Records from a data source
_ _ _ _
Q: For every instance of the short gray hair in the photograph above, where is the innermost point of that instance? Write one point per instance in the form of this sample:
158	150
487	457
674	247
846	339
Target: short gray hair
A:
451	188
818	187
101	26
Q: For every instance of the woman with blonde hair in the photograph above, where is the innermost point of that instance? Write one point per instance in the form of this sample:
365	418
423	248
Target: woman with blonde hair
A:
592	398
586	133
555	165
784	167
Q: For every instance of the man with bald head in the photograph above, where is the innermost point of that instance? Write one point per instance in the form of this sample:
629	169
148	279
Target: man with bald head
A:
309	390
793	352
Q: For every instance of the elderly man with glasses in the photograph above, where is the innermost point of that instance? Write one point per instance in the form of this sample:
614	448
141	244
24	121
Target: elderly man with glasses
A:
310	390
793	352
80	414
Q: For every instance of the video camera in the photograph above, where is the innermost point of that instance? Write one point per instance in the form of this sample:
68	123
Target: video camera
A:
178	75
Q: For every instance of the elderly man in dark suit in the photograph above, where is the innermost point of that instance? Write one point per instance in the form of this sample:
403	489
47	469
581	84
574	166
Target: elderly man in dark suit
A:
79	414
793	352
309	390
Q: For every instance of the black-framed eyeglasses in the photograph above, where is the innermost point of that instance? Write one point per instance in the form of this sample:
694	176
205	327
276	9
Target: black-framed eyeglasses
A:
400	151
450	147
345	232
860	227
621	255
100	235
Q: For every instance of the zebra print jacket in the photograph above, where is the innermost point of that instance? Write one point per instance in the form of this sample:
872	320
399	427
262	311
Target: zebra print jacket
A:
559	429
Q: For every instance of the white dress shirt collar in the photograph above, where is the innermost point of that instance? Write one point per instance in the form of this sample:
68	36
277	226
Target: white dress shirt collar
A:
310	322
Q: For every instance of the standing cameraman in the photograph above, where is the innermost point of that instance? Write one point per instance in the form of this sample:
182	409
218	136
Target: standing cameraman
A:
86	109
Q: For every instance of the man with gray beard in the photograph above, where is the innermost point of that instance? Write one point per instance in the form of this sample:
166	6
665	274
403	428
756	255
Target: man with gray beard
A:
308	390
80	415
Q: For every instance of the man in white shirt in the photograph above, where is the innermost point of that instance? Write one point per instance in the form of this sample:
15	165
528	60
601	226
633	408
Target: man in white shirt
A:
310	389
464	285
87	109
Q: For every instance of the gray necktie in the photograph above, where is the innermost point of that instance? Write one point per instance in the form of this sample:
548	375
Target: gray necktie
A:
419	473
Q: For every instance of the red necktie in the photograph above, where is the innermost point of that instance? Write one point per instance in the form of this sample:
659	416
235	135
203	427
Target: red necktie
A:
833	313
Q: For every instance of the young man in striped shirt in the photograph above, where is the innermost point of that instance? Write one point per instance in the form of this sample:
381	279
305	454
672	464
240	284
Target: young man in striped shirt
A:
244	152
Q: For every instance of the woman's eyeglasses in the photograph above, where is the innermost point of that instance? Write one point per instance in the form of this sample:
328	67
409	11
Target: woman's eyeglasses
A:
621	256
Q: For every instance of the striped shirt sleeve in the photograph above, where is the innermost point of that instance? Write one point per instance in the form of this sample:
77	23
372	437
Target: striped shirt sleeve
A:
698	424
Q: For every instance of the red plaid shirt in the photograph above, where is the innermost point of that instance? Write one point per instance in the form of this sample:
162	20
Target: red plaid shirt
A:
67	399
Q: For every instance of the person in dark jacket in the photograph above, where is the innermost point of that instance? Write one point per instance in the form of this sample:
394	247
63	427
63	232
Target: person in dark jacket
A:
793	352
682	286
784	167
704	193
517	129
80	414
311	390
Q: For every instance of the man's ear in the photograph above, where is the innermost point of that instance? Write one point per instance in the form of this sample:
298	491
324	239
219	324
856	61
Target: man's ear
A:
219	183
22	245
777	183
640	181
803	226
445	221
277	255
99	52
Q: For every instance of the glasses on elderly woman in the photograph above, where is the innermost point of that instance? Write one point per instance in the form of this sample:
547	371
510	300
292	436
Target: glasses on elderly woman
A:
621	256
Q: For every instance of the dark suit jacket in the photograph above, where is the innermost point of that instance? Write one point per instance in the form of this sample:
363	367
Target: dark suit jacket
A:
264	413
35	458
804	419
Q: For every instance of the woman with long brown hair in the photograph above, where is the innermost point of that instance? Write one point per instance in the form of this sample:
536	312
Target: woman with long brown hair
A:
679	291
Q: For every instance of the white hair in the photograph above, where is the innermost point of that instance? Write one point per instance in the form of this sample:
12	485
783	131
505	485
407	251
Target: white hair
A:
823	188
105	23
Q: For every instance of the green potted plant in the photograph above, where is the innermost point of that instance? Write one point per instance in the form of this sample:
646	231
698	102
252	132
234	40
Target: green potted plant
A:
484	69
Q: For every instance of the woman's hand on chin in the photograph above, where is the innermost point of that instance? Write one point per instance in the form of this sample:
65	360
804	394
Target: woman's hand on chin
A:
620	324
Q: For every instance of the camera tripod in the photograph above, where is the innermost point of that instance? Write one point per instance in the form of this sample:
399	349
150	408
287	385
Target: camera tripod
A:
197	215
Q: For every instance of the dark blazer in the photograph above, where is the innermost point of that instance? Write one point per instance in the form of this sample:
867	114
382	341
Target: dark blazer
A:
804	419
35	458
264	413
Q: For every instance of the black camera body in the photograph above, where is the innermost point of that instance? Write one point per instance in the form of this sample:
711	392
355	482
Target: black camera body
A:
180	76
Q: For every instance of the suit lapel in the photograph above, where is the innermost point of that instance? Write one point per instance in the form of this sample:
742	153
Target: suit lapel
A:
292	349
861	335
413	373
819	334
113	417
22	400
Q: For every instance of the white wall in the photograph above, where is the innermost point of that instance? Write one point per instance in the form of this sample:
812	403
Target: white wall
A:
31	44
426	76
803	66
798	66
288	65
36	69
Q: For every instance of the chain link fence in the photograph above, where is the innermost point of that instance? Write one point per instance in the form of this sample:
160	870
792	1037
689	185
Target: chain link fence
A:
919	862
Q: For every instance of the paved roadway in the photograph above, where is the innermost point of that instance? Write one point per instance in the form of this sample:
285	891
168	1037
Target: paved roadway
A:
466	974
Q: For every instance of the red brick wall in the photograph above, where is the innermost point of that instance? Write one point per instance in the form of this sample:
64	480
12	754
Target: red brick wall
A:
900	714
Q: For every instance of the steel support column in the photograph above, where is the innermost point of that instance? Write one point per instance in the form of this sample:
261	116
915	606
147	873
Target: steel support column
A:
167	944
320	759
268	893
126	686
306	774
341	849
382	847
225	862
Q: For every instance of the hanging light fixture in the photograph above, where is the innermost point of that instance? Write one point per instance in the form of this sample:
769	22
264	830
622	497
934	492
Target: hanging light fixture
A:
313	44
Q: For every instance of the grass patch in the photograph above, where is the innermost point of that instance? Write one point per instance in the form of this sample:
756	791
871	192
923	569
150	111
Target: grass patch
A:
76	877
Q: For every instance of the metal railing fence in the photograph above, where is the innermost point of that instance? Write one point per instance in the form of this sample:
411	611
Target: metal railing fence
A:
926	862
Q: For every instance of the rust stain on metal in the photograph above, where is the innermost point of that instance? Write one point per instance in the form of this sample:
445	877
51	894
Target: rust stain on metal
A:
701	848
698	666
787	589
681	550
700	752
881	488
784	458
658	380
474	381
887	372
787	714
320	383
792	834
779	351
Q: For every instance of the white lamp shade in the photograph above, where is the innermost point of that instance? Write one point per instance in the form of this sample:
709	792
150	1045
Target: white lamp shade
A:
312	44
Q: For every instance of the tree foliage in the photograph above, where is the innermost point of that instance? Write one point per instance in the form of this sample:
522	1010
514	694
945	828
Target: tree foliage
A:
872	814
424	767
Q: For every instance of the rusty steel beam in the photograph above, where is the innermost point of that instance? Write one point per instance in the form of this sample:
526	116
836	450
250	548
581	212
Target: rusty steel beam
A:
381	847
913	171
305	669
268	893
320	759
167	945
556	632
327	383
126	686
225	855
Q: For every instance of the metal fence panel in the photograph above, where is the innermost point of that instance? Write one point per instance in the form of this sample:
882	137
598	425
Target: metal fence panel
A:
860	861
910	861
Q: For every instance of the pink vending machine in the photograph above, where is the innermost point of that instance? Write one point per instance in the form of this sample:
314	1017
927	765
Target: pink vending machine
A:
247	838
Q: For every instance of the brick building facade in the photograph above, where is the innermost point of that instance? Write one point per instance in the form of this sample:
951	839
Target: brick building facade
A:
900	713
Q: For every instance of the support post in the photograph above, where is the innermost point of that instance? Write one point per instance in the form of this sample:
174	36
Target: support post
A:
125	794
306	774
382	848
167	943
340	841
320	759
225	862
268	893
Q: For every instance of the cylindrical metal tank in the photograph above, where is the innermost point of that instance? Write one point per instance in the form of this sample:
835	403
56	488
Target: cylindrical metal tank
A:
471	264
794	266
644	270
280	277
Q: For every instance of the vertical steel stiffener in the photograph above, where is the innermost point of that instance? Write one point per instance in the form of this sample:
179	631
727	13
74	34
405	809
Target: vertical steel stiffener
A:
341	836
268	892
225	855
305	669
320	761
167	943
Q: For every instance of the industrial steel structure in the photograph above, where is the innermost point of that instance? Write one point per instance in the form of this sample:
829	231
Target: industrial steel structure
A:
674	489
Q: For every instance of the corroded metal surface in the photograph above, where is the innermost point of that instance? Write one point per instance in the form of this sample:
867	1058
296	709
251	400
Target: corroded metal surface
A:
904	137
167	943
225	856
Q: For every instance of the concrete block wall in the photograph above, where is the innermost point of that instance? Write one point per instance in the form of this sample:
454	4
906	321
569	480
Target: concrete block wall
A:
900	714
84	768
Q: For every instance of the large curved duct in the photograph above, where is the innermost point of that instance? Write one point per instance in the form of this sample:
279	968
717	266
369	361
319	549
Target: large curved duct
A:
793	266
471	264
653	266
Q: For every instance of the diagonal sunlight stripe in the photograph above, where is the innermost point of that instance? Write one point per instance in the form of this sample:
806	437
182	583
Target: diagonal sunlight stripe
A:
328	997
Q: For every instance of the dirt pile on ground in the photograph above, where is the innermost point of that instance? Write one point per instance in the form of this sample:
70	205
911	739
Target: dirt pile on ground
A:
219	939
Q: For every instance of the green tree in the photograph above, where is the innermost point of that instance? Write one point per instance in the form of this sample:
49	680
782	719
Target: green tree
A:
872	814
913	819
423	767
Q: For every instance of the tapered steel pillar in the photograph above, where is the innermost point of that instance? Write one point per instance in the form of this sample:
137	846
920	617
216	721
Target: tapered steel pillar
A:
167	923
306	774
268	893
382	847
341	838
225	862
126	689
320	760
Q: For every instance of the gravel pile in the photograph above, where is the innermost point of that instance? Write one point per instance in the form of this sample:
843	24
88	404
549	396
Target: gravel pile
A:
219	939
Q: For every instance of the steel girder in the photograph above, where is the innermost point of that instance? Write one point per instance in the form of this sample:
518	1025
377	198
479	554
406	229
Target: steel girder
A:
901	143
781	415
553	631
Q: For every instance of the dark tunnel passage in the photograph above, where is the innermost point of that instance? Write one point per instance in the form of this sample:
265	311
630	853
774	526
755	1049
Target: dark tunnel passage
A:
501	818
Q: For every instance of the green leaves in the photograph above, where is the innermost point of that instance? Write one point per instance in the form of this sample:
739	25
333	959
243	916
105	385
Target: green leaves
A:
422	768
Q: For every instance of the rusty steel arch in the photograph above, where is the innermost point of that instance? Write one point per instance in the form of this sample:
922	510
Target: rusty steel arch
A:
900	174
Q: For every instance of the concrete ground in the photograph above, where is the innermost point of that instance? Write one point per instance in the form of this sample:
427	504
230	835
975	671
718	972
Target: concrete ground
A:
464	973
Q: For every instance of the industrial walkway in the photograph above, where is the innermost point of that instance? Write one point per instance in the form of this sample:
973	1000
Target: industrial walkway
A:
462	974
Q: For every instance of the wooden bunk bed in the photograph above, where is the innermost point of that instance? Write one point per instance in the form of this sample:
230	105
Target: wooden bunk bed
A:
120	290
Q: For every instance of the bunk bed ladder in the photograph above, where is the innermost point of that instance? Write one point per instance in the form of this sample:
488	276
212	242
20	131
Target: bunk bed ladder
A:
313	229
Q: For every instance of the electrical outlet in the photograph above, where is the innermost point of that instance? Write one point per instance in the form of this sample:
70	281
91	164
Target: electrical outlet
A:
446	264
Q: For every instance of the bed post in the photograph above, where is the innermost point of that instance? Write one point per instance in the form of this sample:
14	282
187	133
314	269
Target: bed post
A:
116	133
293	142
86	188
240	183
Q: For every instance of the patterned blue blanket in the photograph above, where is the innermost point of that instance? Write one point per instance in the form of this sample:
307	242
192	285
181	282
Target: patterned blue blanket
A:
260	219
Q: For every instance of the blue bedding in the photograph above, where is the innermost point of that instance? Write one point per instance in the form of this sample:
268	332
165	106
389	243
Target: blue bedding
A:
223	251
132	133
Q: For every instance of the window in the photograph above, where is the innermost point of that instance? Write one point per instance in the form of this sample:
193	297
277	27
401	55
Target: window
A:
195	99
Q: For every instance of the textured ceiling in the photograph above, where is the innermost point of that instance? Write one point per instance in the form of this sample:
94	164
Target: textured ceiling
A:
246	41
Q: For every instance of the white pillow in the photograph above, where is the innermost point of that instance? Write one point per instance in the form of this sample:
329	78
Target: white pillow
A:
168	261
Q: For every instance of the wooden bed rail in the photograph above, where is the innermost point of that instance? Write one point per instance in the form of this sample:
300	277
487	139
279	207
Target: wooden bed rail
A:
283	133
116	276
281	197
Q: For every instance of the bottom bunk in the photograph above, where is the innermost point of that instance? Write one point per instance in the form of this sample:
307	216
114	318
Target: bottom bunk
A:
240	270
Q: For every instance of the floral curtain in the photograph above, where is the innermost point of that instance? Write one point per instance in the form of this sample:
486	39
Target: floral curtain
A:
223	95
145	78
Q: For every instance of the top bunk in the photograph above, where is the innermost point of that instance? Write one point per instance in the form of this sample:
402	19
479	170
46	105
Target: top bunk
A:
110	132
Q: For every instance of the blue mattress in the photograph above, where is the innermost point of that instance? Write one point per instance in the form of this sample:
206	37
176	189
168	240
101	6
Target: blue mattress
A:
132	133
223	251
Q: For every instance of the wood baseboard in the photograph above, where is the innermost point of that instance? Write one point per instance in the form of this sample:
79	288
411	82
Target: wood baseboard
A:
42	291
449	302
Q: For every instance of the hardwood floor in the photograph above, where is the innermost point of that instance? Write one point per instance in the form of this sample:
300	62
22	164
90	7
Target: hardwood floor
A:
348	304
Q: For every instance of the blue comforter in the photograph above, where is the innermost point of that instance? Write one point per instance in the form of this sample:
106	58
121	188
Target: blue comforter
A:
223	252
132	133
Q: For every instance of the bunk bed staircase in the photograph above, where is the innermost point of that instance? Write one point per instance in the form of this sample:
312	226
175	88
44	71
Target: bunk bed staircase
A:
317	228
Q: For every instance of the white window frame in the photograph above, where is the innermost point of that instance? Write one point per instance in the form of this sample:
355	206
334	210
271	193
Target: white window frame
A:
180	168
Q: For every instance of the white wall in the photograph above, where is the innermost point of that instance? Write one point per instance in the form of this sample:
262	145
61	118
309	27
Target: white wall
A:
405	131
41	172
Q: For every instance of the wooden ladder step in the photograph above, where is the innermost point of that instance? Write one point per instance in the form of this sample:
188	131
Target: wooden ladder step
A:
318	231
_ _ _ _
_Task instructions_: Your answer should be the lines of the records that include the word "column".

_Written answer_:
Q: For every instance of the steel support column in the photograph above, where is the innermost point of that instance? Write one point per instance in the form of this sample:
Target: steel support column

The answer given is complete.